═══ Information shown
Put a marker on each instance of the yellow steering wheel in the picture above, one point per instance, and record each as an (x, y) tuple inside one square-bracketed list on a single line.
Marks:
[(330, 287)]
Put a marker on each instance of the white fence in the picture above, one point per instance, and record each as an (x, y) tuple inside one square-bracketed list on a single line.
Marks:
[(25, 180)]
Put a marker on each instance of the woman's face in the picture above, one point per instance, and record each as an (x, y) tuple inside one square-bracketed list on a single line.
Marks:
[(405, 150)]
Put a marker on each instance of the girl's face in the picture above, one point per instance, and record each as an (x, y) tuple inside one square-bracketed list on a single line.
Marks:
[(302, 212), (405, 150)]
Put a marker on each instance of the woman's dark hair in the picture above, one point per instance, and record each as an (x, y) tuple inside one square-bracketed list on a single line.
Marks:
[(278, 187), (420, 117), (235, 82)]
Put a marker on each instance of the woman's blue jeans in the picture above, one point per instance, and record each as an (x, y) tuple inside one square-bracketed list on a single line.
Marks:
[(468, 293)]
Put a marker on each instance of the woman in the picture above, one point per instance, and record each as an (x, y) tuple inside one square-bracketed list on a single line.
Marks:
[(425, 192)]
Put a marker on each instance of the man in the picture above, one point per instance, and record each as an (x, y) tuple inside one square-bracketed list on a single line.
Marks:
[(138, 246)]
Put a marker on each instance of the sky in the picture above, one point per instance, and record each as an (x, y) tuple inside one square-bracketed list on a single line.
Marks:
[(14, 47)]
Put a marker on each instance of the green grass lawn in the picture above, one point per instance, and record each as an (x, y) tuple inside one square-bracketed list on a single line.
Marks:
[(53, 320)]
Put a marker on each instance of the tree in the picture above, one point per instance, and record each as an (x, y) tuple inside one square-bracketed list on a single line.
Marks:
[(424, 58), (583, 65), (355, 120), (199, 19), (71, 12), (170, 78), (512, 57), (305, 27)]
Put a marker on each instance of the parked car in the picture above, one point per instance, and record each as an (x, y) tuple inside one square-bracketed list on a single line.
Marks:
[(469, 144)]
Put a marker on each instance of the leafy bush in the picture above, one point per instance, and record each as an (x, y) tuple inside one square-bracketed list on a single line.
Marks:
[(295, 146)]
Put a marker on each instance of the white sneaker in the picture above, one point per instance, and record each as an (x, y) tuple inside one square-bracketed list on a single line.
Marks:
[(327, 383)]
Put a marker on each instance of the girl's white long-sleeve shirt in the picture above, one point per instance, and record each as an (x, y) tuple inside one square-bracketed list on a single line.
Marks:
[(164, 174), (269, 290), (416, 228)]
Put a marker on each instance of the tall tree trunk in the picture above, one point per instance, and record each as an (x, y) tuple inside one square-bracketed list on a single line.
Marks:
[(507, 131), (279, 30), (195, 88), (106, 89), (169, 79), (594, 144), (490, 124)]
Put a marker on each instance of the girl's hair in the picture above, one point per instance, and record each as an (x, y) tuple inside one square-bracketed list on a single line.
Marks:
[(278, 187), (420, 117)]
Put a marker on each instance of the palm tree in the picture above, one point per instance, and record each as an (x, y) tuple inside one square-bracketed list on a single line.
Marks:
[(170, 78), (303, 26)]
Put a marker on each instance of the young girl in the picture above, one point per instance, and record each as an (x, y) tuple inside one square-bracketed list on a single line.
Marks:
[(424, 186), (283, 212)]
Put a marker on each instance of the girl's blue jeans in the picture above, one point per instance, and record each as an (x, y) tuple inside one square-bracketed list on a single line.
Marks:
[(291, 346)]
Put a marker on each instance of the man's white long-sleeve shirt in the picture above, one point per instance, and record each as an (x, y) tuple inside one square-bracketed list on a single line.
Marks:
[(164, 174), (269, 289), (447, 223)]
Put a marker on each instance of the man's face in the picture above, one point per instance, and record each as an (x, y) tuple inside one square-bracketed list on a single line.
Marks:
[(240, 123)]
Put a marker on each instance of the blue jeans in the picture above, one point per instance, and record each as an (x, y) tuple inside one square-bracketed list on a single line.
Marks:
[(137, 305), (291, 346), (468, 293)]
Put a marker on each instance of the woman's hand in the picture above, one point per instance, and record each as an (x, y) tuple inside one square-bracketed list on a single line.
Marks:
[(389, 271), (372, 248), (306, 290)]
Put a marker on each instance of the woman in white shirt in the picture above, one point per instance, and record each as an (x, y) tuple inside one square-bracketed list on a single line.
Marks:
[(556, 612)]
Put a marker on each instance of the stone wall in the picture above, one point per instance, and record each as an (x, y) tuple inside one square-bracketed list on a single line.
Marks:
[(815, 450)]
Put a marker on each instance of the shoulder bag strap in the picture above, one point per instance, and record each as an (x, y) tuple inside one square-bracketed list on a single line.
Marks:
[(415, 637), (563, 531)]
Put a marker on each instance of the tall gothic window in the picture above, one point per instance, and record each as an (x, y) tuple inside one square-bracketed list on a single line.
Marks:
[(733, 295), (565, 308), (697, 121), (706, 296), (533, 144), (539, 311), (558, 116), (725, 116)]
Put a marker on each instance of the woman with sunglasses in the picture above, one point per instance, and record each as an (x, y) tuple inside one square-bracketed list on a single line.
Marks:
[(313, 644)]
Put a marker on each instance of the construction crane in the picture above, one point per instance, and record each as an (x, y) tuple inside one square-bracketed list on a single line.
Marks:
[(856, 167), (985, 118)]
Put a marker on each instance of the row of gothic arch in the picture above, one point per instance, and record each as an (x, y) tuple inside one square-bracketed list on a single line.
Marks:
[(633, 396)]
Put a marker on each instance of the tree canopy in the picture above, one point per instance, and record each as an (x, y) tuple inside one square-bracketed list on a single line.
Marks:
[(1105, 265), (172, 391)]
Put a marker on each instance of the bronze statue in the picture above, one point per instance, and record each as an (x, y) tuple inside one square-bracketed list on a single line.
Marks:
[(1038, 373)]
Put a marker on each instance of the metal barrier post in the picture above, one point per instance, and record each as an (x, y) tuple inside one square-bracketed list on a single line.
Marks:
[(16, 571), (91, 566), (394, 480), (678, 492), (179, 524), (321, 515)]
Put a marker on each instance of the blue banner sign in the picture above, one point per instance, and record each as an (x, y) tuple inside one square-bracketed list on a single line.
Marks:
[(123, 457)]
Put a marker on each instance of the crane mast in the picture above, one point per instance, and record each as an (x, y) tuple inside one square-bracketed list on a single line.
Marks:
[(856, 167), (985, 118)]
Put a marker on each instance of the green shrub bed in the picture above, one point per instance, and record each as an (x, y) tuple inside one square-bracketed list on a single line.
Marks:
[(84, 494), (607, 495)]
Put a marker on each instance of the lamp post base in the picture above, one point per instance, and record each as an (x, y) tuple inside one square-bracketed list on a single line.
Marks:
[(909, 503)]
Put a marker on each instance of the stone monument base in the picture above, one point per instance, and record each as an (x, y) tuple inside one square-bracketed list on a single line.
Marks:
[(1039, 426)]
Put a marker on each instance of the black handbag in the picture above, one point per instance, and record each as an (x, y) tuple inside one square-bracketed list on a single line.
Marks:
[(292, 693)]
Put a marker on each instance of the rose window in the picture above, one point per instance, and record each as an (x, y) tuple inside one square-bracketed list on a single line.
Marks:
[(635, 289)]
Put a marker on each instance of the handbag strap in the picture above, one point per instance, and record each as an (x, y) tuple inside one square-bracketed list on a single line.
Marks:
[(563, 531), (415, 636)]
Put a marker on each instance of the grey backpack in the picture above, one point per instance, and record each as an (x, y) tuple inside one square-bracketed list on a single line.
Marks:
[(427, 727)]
══════
### Objective
Copy the listing above, swapping every "Marks" for "Points" and leaving all else as is.

### Final answer
Put a marker on each instance of the yellow steering wheel in the picture above, one point per instance, and record each as an (x, y) tuple inside one square-bracketed list on a single line.
Points:
[(330, 287)]
Put a marker on each instance of the white fence in the picture above, one point per instance, and record each as an (x, y) tuple inside one square-bracketed list on a single line.
Points:
[(25, 180)]
Put a marker on each instance of the woman's face in the picture above, one point per instance, and record each as an (x, y) tuple inside one square-bracketed list on a single line.
Points:
[(405, 150)]
Put a marker on each instance of the girl's face in the picture above, one point per instance, and record each as an (x, y) tuple inside one square-bracketed list on a single line.
Points:
[(302, 212), (405, 150)]
Put a marker on each instance of the woman's dark hair in the picture above, one point per instance, and record each as an (x, y) tuple inside one square-bracketed list on a single line.
Points:
[(278, 187), (420, 117), (235, 82)]
Put a marker on each instance of the woman's blue jeans in the picture above, one point per instance, and record each as an (x, y) tuple inside one square-bracketed list on a single line.
Points:
[(468, 293)]
Put a marker on each instance of the woman in the picture above, one point per instance, and record each as an (x, y) tuple inside one square-bracketed list on a single line.
Points:
[(425, 192)]
Put a marker on each instance of the man in the picture above, one point per instance, and record each as an (x, y) tuple inside one square-bracketed list on a single line.
Points:
[(138, 246)]
Put a marker on each instance of the sky in the picture above, one point per instance, and record each as an (x, y) tuple inside one square-bracketed list on a single line.
Points:
[(14, 47)]
Put a marker on each instance of the green grass lawn in the picture above, one point per instance, and record each as an (x, y) tuple inside one square-bracketed list on a single line.
Points:
[(53, 320)]
Put a marker on each instance of the tree in the picture above, one point per instance, and record each as an (x, y) tuple inside one square-bracketed list on a single line.
Points:
[(424, 58), (583, 65), (355, 120), (199, 19), (71, 12), (170, 78), (512, 57), (305, 27)]
Put a marker on each instance of the parked car in the picture above, one point per instance, and record each as an (x, y) tuple inside one square-bracketed list on a single line.
Points:
[(469, 144)]
Put a marker on each instance of the leafy bush in the picture above, one point per instance, and record each as an (x, y) tuple inside one square-bracketed list on a single line.
Points:
[(295, 146)]
Put a marker on each instance of the white sneaker in the picture above, one point per instance, and record each as an (x, y) tuple inside one square-bracketed list on a single line.
Points:
[(327, 383)]
Put a marker on each instance of the girl's white long-sleeve shirt in the picture above, one point per instance, and record each as an (x, y) tuple inside one square-bracketed list on a single line.
Points:
[(164, 174), (269, 290), (416, 228)]
Put a marker on each instance of the tall tree trunk in the picture above, one point per instance, and record each as an (x, y) tuple inside one square-bracketed list on a single line.
Points:
[(507, 131), (279, 30), (195, 88), (106, 89), (169, 79), (594, 144), (490, 124)]
Put a marker on each instance of the girl's hair in the picture above, one point per instance, and record each as an (x, y) tuple inside one square-bracketed list on a single line.
Points:
[(278, 187), (420, 117)]
Put a marker on each instance of the palm tree in the picture above, one point per instance, and record each as an (x, y) tuple inside one square-bracketed list on a single line.
Points:
[(170, 78), (303, 26)]
Put a marker on each instance of the young girl in the picture above, one point per instance, and record each as an (x, y) tuple inside one square-bracketed list on a single line.
Points:
[(424, 186), (283, 212)]
Put a marker on each instance of the girl's blue jeans in the picture above, one point per instance, and record each as an (x, y) tuple inside one square-bracketed list on a single line.
Points:
[(291, 346)]
Put a marker on each instance of the man's white long-sleeve shirt in the picture above, one point per instance, and record each as an (x, y) tuple inside one square-bracketed list on a single line.
Points:
[(164, 174), (269, 289), (447, 223)]
Put a marker on each instance of the man's face in the picture above, one point per instance, and record each as an (x, y) tuple inside one square-bracketed list on a single line.
Points:
[(240, 123)]
Put a marker on each instance of the blue jeans in the picture above, one point per instance, and record each as an (x, y) tuple inside one square-bracketed list on a single line.
Points:
[(137, 305), (291, 346), (468, 293)]
Put a marker on each instance of the woman's hand in the picture above, one point per instance, and record each as an (x, y) tuple inside one square-bracketed list on a single line.
Points:
[(389, 271), (372, 248), (306, 290)]
Put a marker on each instance of the woman in white shirt in the picture above, one point per instance, and record each as an (x, y) tuple inside one square-bracketed list on a single line.
Points:
[(556, 612)]
Put a marker on each instance of the stone wall in the picture above, one point per instance, and record each as an (x, y) tuple inside one square-bracketed list on a single line.
Points:
[(815, 450)]
Put a marker on each instance of the shoulder bag strap in the picture above, one point per instance, and record each as an (x, y) tuple inside one square-bracketed list on a single line.
Points:
[(415, 637), (563, 531)]
Put a marker on each instance of the tall gothic window in the picture above, one point per instance, and record each as an (x, y) tuple inside one square-bracketed list on a single line.
Points:
[(733, 295), (565, 308), (697, 121), (706, 296), (533, 144), (539, 311), (558, 116), (725, 116)]
Put a marker on each instance of the woman with sunglasses in the picture above, one point per instance, and record each as an (x, y) tuple inside one square-bracketed list on a single line.
Points:
[(313, 644)]
Put a marker on each instance of the construction crane in the picture above, one point per instance, and record each as an (x, y) tuple inside one square-bracketed list on a single line.
Points:
[(856, 167), (985, 118)]
Put a marker on each instance of the row of gothic arch in the picture above, one point per instance, and record each as an (x, y) tuple inside one square-bracketed list on a single line.
Points:
[(633, 396)]
Put a marker on each instance of the tree canopy in the picture above, one point per instance, and record each as an (x, y) tuple inside one square-bracketed list on a single line.
Points:
[(1105, 265), (172, 391)]
Put a marker on each instance of the bronze statue in the picture above, one point per instance, and record each as an (x, y) tuple inside one square-bracketed list on a single line.
Points:
[(1038, 373)]
Put a marker on each instance of the metal barrier post in the picture above, one point per instance, and record each as an (x, y) tuple inside one square-bracketed list on a single line.
Points:
[(16, 571), (91, 566), (394, 480), (678, 492), (179, 524), (321, 515)]
Put a marker on each instance of the blue banner sign in the picture above, one point per instance, and record each as an (x, y) tuple inside one square-bracketed list on a single line.
Points:
[(123, 457)]
Put a marker on each instance of the crane mast in the picture above, one point per instance, and record each as an (x, y) tuple inside one square-bracketed list on a single line.
Points:
[(856, 167), (985, 118)]
Put a marker on each instance of the green shrub bed in the picture above, one point per instance, and record each as an (x, y) tuple inside one square-bracketed list on a single line.
Points:
[(84, 494), (607, 495)]
Put a marker on each instance of the lamp post base in the picture above, one point per instance, and record each as an (x, y) tuple inside one square-bracketed list on a single line.
Points:
[(909, 503)]
Put a marker on each instance of the stone monument base in the picture above, one point per instance, and record each as an (x, y) tuple inside one square-bracketed list on a single line.
Points:
[(1039, 426)]
Put a marker on each instance of the black handbag in the picture above, one point per instance, and record each as an (x, y) tuple inside one square-bracketed list on a single line.
Points:
[(292, 693)]
Put a marker on each instance of the rose window in the picture above, one point per instance, and record each as an (x, y) tuple inside one square-bracketed list on a single line.
Points:
[(635, 289)]
Put a marker on each instance of the handbag strap in the picture above, one point per instance, and record each as an (x, y) tuple inside one square-bracketed list on a single line.
Points:
[(563, 531), (415, 636)]
Put a marker on each instance of the grey backpack in the picture above, one point per instance, and record each as an (x, y) tuple inside one square-bracketed list on a single line.
Points:
[(427, 727)]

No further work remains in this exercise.